He who has been united with humility as his bride is above all gentle, kind, easily moved to compunction, sympathetic, calm, bright, compliant, inoffensive, vigilant, not indolent and (why say more?) free from passion; for the Lord remembered us in our humility, and redeemed us from our enemies (PS. 135:23-24), and our passions and impurities.

Turning again to Fr. Schmemann, he offers a straightforward but essential answer to the question: "How does one become humble?"

… The answer, for a Christian, is simple: by contemplating Christ, the divine humility incarnate, the One in whom God has revealed once and for all His glory as humility and His humility as glory. "Today," Christ said on the night of His ultimate self-humiliation, "the Son of Man is glorified and God is glorified in Him." Humility is learned from contemplating Christ who said: "Learn from Me for I am meek and humble in heart." Finally, it is learned by measuring everything by Him, by referring everything to Him. For without Christ, true humility is impossible, while with the Pharisee, even religion becomes pride in human achievements, another form of pharisaic self-glorification.

Now that is a lenten goal worthy of puruing.

■ INPUT ■
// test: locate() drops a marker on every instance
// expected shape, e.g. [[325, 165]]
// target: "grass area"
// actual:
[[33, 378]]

■ GIVEN REQUEST 1 ■
Reproduce the passage on humility word for word, everything from "Turning again to" down to "worthy of puruing.".
■ GIVEN REQUEST 2 ■
Rewrite all the rows, putting "pin" in place of "marker" and leaving everything else as it is.
The passage on humility and the rows have nothing to do with each other.

■ FULL ANSWER 1 ■
Turning again to Fr. Schmemann, he offers a straightforward but essential answer to the question: "How does one become humble?"

… The answer, for a Christian, is simple: by contemplating Christ, the divine humility incarnate, the One in whom God has revealed once and for all His glory as humility and His humility as glory. "Today," Christ said on the night of His ultimate self-humiliation, "the Son of Man is glorified and God is glorified in Him." Humility is learned from contemplating Christ who said: "Learn from Me for I am meek and humble in heart." Finally, it is learned by measuring everything by Him, by referring everything to Him. For without Christ, true humility is impossible, while with the Pharisee, even religion becomes pride in human achievements, another form of pharisaic self-glorification.

Now that is a lenten goal worthy of puruing.

■ FULL ANSWER 2 ■
// test: locate() drops a pin on every instance
// expected shape, e.g. [[325, 165]]
// target: "grass area"
// actual:
[[33, 378]]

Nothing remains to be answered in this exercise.